::: SUPPLIED MATERIAL
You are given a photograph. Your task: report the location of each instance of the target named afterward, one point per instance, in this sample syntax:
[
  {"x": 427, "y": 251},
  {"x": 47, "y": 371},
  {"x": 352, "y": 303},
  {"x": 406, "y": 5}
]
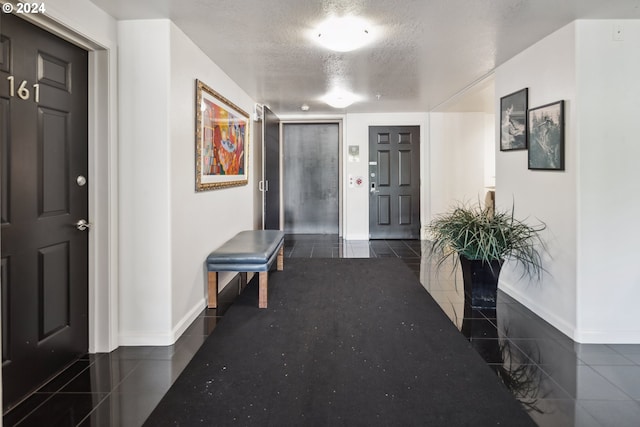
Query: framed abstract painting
[{"x": 222, "y": 141}]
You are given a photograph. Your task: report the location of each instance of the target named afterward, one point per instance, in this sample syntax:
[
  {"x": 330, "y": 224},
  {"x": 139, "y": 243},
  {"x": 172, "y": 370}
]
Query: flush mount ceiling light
[
  {"x": 339, "y": 98},
  {"x": 343, "y": 34}
]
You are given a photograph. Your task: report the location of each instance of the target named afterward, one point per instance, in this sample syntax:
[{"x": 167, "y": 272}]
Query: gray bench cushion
[{"x": 253, "y": 250}]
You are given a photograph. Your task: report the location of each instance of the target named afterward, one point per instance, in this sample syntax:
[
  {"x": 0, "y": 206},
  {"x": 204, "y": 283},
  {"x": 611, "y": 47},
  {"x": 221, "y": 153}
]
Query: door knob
[{"x": 82, "y": 225}]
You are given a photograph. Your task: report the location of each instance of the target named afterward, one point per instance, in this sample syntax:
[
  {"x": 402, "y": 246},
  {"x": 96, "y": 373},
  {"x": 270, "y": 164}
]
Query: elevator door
[{"x": 311, "y": 178}]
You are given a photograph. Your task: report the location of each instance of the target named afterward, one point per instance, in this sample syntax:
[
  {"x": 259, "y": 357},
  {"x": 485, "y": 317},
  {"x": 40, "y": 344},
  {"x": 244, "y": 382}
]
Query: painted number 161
[{"x": 22, "y": 91}]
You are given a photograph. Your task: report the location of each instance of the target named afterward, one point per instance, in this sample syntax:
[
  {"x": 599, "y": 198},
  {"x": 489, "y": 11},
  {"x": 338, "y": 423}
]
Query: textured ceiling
[{"x": 428, "y": 54}]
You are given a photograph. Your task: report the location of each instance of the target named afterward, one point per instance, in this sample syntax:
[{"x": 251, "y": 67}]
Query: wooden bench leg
[
  {"x": 280, "y": 259},
  {"x": 212, "y": 299},
  {"x": 262, "y": 289},
  {"x": 243, "y": 282}
]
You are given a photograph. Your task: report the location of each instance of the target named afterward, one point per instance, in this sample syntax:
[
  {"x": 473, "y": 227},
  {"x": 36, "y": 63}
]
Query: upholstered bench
[{"x": 247, "y": 251}]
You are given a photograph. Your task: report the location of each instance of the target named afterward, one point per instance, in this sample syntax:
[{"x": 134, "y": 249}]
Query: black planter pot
[{"x": 480, "y": 282}]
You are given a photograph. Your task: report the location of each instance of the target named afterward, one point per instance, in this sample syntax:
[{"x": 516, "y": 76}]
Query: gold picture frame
[{"x": 222, "y": 141}]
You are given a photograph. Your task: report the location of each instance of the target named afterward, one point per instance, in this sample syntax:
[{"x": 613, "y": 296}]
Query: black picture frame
[
  {"x": 513, "y": 121},
  {"x": 546, "y": 137}
]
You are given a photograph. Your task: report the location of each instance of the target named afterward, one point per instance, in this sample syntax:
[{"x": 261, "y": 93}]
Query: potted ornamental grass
[{"x": 481, "y": 239}]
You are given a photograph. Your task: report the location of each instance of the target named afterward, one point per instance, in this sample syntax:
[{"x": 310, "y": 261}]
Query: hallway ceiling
[{"x": 429, "y": 54}]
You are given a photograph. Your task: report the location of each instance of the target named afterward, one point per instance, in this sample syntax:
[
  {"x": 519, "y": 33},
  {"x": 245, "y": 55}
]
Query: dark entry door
[
  {"x": 43, "y": 137},
  {"x": 394, "y": 179},
  {"x": 271, "y": 136}
]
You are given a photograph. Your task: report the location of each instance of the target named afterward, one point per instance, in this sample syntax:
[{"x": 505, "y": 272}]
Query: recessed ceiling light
[
  {"x": 344, "y": 34},
  {"x": 339, "y": 98}
]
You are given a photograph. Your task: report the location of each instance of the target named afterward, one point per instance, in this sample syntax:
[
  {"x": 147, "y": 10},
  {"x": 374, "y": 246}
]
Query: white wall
[
  {"x": 356, "y": 200},
  {"x": 548, "y": 69},
  {"x": 200, "y": 222},
  {"x": 608, "y": 107},
  {"x": 145, "y": 182},
  {"x": 591, "y": 208},
  {"x": 462, "y": 149},
  {"x": 167, "y": 229}
]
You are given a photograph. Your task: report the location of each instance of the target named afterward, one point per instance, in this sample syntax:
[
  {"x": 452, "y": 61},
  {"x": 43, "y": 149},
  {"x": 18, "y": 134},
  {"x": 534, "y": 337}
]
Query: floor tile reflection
[{"x": 558, "y": 382}]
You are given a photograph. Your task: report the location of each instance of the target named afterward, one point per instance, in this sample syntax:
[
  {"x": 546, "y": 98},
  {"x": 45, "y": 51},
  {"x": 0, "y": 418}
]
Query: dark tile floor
[{"x": 559, "y": 382}]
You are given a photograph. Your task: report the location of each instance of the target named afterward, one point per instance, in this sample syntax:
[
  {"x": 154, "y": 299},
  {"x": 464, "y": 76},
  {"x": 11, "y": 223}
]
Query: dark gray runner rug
[{"x": 344, "y": 342}]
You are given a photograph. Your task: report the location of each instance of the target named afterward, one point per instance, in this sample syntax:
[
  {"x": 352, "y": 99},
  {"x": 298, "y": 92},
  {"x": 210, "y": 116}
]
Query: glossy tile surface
[{"x": 559, "y": 382}]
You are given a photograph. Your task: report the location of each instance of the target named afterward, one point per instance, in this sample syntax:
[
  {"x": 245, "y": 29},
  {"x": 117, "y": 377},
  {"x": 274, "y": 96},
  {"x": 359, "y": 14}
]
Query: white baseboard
[
  {"x": 162, "y": 338},
  {"x": 561, "y": 324}
]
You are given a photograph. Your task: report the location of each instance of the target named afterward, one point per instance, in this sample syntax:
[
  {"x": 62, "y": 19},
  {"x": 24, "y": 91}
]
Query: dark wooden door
[
  {"x": 394, "y": 179},
  {"x": 43, "y": 137},
  {"x": 271, "y": 137}
]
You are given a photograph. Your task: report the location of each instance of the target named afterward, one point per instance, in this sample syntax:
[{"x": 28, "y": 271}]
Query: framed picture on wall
[
  {"x": 222, "y": 141},
  {"x": 546, "y": 137},
  {"x": 513, "y": 121}
]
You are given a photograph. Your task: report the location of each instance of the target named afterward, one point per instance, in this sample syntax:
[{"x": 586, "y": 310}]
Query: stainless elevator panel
[{"x": 311, "y": 178}]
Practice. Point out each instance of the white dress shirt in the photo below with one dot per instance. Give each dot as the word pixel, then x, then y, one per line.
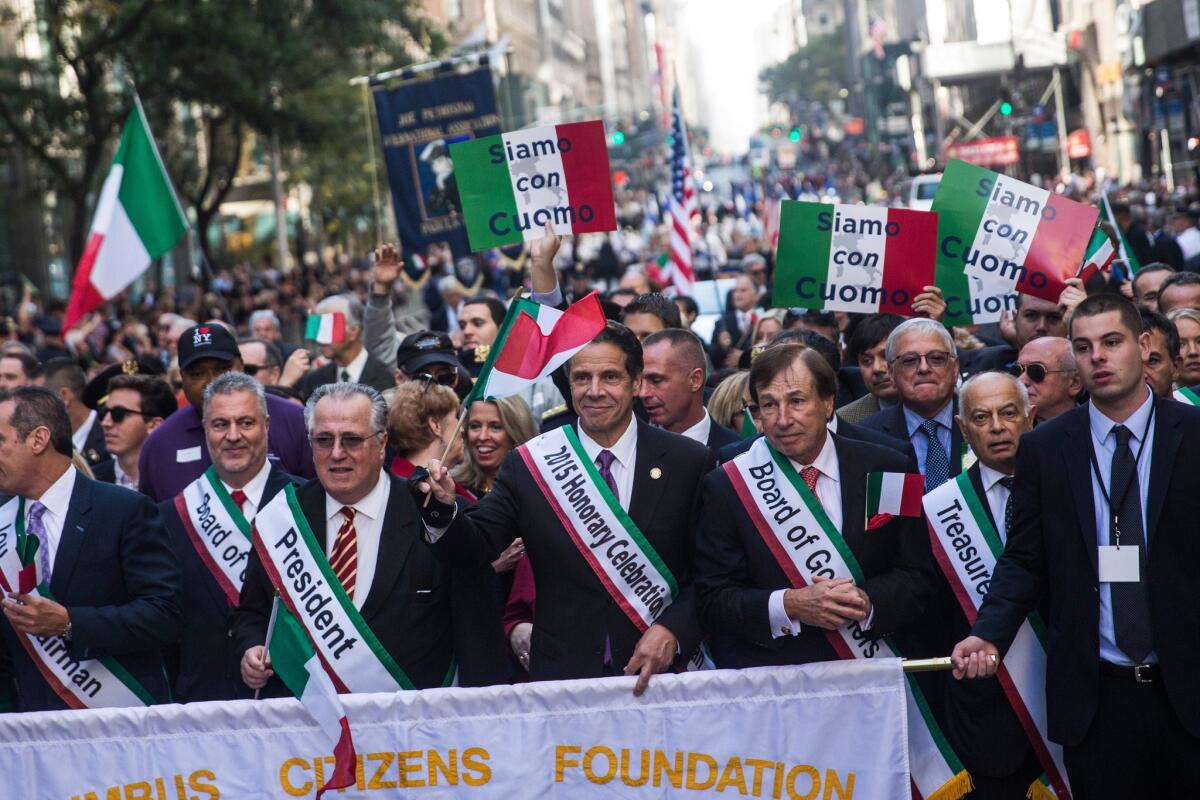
pixel 367 525
pixel 79 438
pixel 354 368
pixel 57 500
pixel 253 489
pixel 829 494
pixel 625 452
pixel 700 431
pixel 997 497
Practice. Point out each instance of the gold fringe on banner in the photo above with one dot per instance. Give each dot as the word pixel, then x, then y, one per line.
pixel 954 788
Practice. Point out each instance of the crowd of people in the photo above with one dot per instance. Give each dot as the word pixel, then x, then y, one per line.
pixel 663 501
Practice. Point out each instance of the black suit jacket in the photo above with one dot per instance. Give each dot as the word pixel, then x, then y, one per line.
pixel 736 572
pixel 891 421
pixel 575 613
pixel 375 374
pixel 204 665
pixel 424 613
pixel 1051 554
pixel 845 429
pixel 979 722
pixel 119 581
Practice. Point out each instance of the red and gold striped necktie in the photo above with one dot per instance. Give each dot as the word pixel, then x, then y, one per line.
pixel 345 558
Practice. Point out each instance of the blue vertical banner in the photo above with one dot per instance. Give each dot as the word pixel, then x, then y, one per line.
pixel 418 122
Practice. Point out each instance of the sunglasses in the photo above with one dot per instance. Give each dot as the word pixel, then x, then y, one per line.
pixel 119 414
pixel 1037 372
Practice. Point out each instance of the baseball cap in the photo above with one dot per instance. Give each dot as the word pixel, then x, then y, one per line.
pixel 208 341
pixel 424 348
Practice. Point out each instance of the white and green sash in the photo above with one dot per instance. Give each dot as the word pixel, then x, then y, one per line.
pixel 805 545
pixel 627 565
pixel 966 546
pixel 88 684
pixel 304 579
pixel 217 530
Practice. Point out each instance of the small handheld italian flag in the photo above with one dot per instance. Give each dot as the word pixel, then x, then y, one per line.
pixel 513 184
pixel 325 329
pixel 294 660
pixel 534 341
pixel 893 494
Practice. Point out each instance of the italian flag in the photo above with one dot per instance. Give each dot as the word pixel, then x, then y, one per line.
pixel 325 329
pixel 295 662
pixel 1013 235
pixel 138 218
pixel 893 494
pixel 853 258
pixel 513 184
pixel 534 341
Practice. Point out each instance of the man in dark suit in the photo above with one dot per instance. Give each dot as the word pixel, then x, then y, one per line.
pixel 208 525
pixel 744 593
pixel 426 615
pixel 348 359
pixel 1123 627
pixel 979 722
pixel 103 553
pixel 673 388
pixel 924 366
pixel 580 631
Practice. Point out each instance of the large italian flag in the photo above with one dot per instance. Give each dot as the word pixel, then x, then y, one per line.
pixel 853 258
pixel 534 341
pixel 294 660
pixel 1009 234
pixel 513 184
pixel 137 220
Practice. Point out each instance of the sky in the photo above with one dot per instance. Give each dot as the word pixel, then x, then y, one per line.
pixel 723 35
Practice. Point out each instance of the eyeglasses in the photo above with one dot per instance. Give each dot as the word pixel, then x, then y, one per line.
pixel 1037 372
pixel 935 359
pixel 119 414
pixel 351 441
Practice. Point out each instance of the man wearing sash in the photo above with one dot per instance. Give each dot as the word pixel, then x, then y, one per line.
pixel 969 523
pixel 607 512
pixel 91 587
pixel 1104 530
pixel 751 535
pixel 345 555
pixel 209 524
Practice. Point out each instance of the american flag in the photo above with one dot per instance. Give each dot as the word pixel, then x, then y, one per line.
pixel 682 205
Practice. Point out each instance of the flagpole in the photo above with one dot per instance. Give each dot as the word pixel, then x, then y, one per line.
pixel 270 629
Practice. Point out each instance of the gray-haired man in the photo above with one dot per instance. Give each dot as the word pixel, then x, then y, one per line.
pixel 347 558
pixel 209 527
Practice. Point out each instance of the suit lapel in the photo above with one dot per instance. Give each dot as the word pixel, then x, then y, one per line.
pixel 395 541
pixel 1077 452
pixel 1162 458
pixel 71 540
pixel 647 489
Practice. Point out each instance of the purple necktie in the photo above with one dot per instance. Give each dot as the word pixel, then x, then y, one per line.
pixel 604 461
pixel 35 527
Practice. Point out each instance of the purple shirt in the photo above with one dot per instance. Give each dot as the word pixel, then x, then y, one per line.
pixel 177 452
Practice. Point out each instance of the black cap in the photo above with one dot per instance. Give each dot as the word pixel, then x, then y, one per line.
pixel 95 394
pixel 424 348
pixel 207 342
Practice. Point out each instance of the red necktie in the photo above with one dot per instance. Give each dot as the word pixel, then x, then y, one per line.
pixel 345 558
pixel 810 475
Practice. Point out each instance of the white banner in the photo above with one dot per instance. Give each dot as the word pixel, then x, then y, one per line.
pixel 823 732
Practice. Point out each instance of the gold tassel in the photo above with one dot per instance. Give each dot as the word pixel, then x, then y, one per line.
pixel 954 788
pixel 1039 791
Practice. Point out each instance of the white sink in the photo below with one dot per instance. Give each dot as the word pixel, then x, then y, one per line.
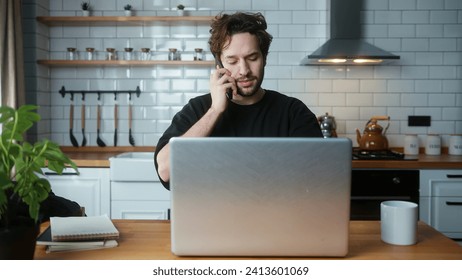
pixel 133 166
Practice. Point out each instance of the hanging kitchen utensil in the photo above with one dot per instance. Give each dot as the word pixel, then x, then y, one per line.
pixel 84 139
pixel 71 123
pixel 99 141
pixel 131 140
pixel 115 119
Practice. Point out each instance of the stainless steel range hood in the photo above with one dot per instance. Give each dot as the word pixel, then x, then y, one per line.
pixel 345 46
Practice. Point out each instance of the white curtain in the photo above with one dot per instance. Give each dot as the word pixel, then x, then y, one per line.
pixel 12 92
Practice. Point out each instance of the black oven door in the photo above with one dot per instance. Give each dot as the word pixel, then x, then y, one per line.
pixel 369 187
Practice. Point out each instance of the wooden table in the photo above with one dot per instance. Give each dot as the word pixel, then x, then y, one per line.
pixel 150 240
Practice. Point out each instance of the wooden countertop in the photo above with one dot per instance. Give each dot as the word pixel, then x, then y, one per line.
pixel 99 157
pixel 150 240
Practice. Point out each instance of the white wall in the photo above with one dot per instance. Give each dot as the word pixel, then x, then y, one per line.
pixel 427 34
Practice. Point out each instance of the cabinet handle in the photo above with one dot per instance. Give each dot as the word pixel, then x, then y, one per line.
pixel 62 174
pixel 453 203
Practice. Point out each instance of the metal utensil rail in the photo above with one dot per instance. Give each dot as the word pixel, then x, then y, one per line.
pixel 63 92
pixel 99 141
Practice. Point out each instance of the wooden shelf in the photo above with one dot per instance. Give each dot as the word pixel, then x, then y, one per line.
pixel 91 63
pixel 111 20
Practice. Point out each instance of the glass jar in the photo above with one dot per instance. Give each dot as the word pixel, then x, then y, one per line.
pixel 90 53
pixel 71 54
pixel 128 54
pixel 145 54
pixel 198 55
pixel 111 54
pixel 172 54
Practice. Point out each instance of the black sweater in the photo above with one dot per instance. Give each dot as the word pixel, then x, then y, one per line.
pixel 276 115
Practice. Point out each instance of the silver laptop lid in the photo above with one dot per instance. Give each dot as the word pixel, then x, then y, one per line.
pixel 260 196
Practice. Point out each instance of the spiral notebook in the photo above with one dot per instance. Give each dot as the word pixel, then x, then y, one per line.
pixel 82 228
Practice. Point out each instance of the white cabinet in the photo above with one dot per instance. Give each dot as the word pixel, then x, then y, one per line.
pixel 90 188
pixel 136 192
pixel 441 200
pixel 139 200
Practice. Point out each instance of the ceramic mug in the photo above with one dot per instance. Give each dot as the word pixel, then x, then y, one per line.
pixel 455 144
pixel 398 222
pixel 411 144
pixel 433 145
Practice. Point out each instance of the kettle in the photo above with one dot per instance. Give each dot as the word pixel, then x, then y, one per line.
pixel 373 138
pixel 328 125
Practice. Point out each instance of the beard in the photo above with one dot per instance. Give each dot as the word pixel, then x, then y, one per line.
pixel 252 90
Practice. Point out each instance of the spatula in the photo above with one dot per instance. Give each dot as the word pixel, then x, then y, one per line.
pixel 99 141
pixel 115 122
pixel 84 139
pixel 131 140
pixel 71 123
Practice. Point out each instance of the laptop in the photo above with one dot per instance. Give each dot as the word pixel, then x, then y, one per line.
pixel 260 196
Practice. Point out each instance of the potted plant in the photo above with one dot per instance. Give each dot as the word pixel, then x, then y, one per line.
pixel 85 8
pixel 22 188
pixel 180 10
pixel 128 10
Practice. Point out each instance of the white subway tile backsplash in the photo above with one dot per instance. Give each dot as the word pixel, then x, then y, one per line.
pixel 400 86
pixel 318 86
pixel 453 30
pixel 359 99
pixel 387 17
pixel 419 17
pixel 306 17
pixel 401 30
pixel 430 5
pixel 443 16
pixel 402 4
pixel 429 30
pixel 443 72
pixel 414 72
pixel 443 44
pixel 346 86
pixel 415 99
pixel 373 86
pixel 428 86
pixel 415 45
pixel 429 58
pixel 387 99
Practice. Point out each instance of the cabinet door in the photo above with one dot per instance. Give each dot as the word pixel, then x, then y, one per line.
pixel 90 188
pixel 441 200
pixel 139 200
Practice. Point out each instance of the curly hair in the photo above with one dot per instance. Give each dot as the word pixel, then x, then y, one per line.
pixel 224 26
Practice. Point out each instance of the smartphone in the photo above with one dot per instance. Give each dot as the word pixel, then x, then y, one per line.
pixel 229 91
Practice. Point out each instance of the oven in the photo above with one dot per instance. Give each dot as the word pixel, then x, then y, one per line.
pixel 369 187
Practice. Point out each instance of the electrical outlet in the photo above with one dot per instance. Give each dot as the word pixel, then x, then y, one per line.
pixel 419 120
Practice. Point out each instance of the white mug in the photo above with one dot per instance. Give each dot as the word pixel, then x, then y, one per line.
pixel 433 145
pixel 398 222
pixel 455 144
pixel 411 144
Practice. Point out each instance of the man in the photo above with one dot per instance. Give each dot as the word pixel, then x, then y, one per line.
pixel 241 43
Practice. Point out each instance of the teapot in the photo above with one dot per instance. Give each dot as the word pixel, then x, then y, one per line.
pixel 373 137
pixel 328 125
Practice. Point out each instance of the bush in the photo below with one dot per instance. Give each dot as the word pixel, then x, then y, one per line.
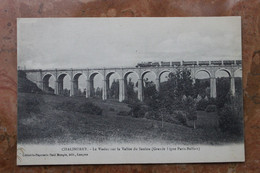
pixel 181 116
pixel 90 108
pixel 202 104
pixel 67 106
pixel 112 109
pixel 123 113
pixel 231 120
pixel 151 115
pixel 211 108
pixel 137 110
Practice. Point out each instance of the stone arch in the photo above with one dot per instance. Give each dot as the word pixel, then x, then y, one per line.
pixel 60 82
pixel 205 86
pixel 162 72
pixel 129 72
pixel 238 81
pixel 46 81
pixel 203 70
pixel 236 71
pixel 112 93
pixel 224 81
pixel 91 83
pixel 148 71
pixel 225 70
pixel 126 94
pixel 75 83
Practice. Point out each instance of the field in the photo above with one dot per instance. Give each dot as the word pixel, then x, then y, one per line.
pixel 44 123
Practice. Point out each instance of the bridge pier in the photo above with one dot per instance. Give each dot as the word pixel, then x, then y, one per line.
pixel 157 84
pixel 213 92
pixel 88 89
pixel 72 88
pixel 121 90
pixel 232 86
pixel 140 89
pixel 56 89
pixel 104 95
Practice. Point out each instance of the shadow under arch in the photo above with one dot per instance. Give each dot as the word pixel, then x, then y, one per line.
pixel 76 91
pixel 129 85
pixel 60 81
pixel 163 72
pixel 112 92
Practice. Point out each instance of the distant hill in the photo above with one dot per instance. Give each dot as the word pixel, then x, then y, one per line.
pixel 25 85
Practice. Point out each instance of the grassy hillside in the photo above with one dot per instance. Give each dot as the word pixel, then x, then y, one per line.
pixel 39 121
pixel 25 85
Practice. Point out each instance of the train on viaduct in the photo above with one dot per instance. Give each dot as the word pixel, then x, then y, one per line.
pixel 41 77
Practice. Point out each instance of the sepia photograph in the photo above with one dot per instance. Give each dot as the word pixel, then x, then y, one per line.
pixel 129 90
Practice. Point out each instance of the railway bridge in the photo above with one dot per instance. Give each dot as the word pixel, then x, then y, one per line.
pixel 41 77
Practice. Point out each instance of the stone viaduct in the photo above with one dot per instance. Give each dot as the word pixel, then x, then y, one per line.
pixel 41 77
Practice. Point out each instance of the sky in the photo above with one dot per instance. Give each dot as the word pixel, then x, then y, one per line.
pixel 115 42
pixel 48 43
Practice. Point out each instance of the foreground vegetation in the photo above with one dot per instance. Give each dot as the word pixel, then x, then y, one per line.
pixel 176 114
pixel 42 122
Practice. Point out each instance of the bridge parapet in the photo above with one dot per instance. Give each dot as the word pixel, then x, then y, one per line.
pixel 41 76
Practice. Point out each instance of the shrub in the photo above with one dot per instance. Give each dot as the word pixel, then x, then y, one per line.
pixel 151 115
pixel 86 107
pixel 231 120
pixel 181 116
pixel 67 106
pixel 211 108
pixel 90 108
pixel 112 109
pixel 32 105
pixel 202 104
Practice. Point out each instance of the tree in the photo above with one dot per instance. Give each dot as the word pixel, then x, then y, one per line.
pixel 114 90
pixel 131 94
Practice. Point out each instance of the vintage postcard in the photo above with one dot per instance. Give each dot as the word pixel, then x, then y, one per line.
pixel 129 90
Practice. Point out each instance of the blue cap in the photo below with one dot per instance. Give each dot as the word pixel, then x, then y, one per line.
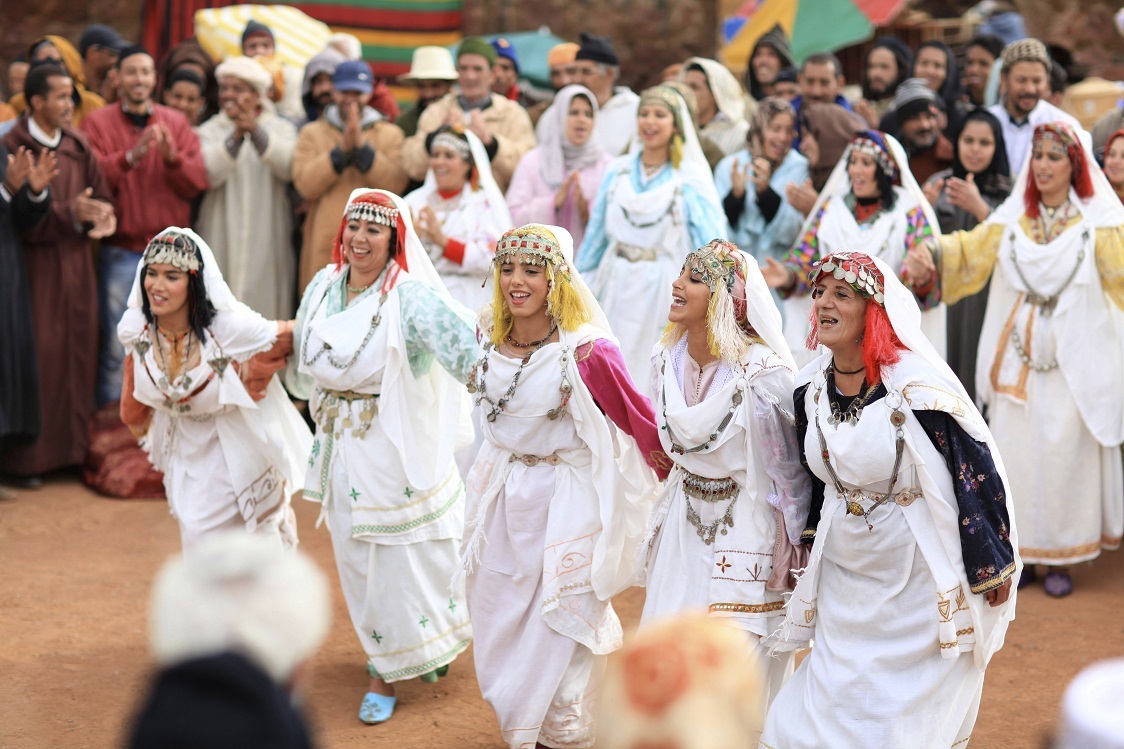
pixel 353 75
pixel 504 48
::::::
— ABOUT THIS TASK —
The answer should contain only the lines from the one with "Practice. Point out each instance of the foreground" through the last line of the material, given word for word and without pictures.

— EXERCISE OUTPUT —
Practice. Point out each instance of the foreground vegetation in the photo above with one dot per instance. Give each dot as the word pixel, then x, then y, one per line.
pixel 176 114
pixel 42 122
Practice. Point out each instance of the bridge parapet in the photo above with one dot per instance. Give each dot as the word pixel, then x, then y, one per line.
pixel 41 76
Practice. Point out each instance of the shrub in the photo above with one dot per instance. Give each dot as the word pixel, then x, then y, one per line.
pixel 151 115
pixel 86 107
pixel 231 120
pixel 181 116
pixel 67 106
pixel 211 108
pixel 90 108
pixel 112 109
pixel 32 105
pixel 202 104
Practice. Point out each instance of the tree in the photo above with one dot per instance. Give each dot as the word pixel, then x, then y, one per line.
pixel 114 90
pixel 131 94
Practice. Point out each instance of the vintage postcard in the photo above with one dot per instance. Give each dot as the word pixel, then x, then y, one per line.
pixel 129 90
Practice. Point out each instance of the blue cap in the photo below with one dot per instance. Give each dot as the word pixel, then x, then y, one per line.
pixel 353 75
pixel 504 48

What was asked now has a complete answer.